═════ Teks Pilihan

Dalam rangka inilah mereka mengembangkan jaringan, tak hanya antar LSM, tetapi juga dengan unsur-unsur yang tanggap dikalangan pemerintah, akademika, organisasi masyarakat dan para pembentuk pendapat umum. Jaringan itu longgar, tak resmi, di sana sini sering terkesan agak pribadi sifatnya, tetapi biasanya cukup efektif. Yang menjadi dasar ikatan adalah keprihatinan kepada rakyat kecil, keinginan akan partisipasi dan secara berangsur-angsur merambah jalan ke arah demokratisasi.

Untuk melihat peran sosial LSM, kiranya dapat dibedakan atas peran makro dan peran mikro.

1. Peranan Makro

Dalam rangka aktualisasi peran sosial LSM maka peranan makro yang dapat dimainkan adalah berusaha menjaga independensi dan mengembangkan kemandirian organisasi; dan cara-cara tersebut (lihat juga Ida, 2000) antara lain :

Pertama, mencoba menghidupkan atau mendirikan kembali lembaga-lembaga independen diberbagai level daerah untuk mengimbangi inkorporasi negara yang selama ini masuk kedalam hampir semua sektor kehidupan masyarakat, baik di pusat maupun daerah. Institusi independen yang dimaksudkan disini adalah mempersatukan kembali berbagai ide dari masyarakat yang pluralis kedalam suatu wadah yang relative terlepas dari kekuatan dan campur tangan pemerintah.

══════════

**Soal 1:**
Tolong tulis kembali teks tentang peran sosial LSM pada bagian dari "Dalam rangka aktualisasi" sampai "campur tangan pemerintah.", dan ganti "kemandirian" dengan "otonomi".
**Soal 2:**
Sambung teks tentang peran sosial LSM mulai setelah kalimat terakhir yang tersaji.

═════ Baris Data

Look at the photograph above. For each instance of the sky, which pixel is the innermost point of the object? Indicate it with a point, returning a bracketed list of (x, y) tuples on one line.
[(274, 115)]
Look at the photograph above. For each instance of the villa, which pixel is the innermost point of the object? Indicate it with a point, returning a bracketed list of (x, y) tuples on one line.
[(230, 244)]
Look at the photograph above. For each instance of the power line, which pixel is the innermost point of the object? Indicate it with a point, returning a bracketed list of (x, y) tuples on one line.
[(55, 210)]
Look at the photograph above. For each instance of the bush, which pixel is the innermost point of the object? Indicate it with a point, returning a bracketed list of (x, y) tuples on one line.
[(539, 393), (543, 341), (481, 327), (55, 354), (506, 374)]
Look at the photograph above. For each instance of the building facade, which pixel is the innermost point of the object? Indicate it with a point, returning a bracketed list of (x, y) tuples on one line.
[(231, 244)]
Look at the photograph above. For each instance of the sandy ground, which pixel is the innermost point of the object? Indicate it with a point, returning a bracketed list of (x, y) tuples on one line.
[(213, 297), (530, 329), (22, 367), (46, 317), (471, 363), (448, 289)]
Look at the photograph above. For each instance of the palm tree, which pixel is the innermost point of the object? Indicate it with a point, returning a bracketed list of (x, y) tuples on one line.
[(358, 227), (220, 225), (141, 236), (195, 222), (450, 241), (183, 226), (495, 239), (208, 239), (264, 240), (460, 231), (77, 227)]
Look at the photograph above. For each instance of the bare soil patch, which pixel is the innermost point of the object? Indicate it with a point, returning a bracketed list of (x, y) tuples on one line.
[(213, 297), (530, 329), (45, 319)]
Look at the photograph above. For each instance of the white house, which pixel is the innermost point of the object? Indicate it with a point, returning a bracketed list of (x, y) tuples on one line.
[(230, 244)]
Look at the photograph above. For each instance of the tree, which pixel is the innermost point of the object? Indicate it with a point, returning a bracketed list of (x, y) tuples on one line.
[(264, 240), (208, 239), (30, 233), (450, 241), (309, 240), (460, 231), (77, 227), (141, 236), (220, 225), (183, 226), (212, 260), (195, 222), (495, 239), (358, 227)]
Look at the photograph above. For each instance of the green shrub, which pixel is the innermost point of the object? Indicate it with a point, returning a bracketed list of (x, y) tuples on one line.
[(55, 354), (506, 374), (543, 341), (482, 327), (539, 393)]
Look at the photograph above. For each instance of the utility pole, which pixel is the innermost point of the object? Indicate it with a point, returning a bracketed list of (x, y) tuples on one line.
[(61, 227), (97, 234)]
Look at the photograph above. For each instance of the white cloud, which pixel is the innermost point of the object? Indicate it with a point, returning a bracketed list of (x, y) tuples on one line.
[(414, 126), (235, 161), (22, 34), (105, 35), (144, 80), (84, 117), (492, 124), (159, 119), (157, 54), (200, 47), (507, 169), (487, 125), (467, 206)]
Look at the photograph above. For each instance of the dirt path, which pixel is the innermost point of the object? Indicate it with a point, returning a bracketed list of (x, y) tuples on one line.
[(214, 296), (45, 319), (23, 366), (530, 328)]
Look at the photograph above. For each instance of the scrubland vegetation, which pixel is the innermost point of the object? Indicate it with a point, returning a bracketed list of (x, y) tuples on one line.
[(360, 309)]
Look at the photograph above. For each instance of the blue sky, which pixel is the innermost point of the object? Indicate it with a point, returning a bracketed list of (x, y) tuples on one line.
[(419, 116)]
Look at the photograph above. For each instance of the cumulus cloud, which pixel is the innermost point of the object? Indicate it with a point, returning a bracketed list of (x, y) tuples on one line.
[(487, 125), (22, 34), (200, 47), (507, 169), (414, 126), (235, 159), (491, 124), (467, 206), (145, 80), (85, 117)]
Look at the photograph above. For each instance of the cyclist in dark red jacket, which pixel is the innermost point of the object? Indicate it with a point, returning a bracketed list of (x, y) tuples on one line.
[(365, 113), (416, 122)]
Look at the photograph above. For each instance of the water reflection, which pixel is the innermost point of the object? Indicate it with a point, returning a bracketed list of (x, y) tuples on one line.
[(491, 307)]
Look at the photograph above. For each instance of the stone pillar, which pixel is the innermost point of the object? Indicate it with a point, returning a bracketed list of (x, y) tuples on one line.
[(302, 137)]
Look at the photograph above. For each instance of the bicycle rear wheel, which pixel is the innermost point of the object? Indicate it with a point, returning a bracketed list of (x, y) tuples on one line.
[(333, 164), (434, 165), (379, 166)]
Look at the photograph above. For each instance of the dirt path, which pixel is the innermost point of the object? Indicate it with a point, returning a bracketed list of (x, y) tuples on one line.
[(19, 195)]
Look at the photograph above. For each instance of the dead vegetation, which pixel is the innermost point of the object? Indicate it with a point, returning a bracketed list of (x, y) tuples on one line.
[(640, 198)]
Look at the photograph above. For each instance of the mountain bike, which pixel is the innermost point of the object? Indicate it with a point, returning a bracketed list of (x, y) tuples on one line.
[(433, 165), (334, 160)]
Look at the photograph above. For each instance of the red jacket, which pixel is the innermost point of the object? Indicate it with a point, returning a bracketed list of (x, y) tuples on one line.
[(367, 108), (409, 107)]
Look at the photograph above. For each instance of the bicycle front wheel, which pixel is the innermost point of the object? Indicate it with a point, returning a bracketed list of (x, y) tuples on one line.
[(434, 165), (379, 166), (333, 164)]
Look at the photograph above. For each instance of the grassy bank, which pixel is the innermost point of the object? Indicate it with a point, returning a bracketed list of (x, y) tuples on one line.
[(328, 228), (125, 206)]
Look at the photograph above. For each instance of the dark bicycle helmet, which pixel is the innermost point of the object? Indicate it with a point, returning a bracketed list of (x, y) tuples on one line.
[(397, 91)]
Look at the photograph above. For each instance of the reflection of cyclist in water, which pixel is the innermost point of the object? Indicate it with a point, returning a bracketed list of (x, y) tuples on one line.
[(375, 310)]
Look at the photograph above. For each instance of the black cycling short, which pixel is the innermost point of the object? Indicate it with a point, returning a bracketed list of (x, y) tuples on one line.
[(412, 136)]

══════════

**Keluaran 1:**
Dalam rangka aktualisasi peran sosial LSM maka peranan makro yang dapat dimainkan adalah berusaha menjaga independensi dan mengembangkan otonomi organisasi; dan cara-cara tersebut (lihat juga Ida, 2000) antara lain :

Pertama, mencoba menghidupkan atau mendirikan kembali lembaga-lembaga independen diberbagai level daerah untuk mengimbangi inkorporasi negara yang selama ini masuk kedalam hampir semua sektor kehidupan masyarakat, baik di pusat maupun daerah. Institusi independen yang dimaksudkan disini adalah mempersatukan kembali berbagai ide dari masyarakat yang pluralis kedalam suatu wadah yang relative terlepas dari kekuatan dan campur tangan pemerintah.

**Keluaran 2:**
Kedua, melalui wadah independen yang sudah dibentuk dicoba dikembangkan mekanisme kerja yang mengarah pada fungsi kontrol terhadap aktivitas pemerintah, seperti yang berkaitan dengan proses penganggaran (budgeting process). Anggaran negara yang dikelola oleh pemerintah baik pusat maupun daerah, pada hakekatnya adalah milik masyarakat yang seharusnya dilakukan secara transparan dan accountable. Selama era Orde Baru, yang dicirikan oleh pemerintahan sentralistik, hampir tidak ada kemungkinan bagi masyarakat untuk membentuk institusi yang dapat berfungsi mengontrol jalannya pemerintahan (lokal). Kondisi waktu itu juga memperlihatkan tidak adanya kesatuan dan kesamaan visi dikalangan LSM untuk secara bersama bangkit meminimalisasi intervensi negara yang berlebihan. Dalam era transisi otonomi daerah seperti sekarang ini, terutama dimasa mendatang, situasi tersebut hendaknya tidak terulang lagi. Karena itu kelompok LSM harus diberdayakan melalui pembentukan jaringan kelembagaan dan menciptakan jaringan kerja sama.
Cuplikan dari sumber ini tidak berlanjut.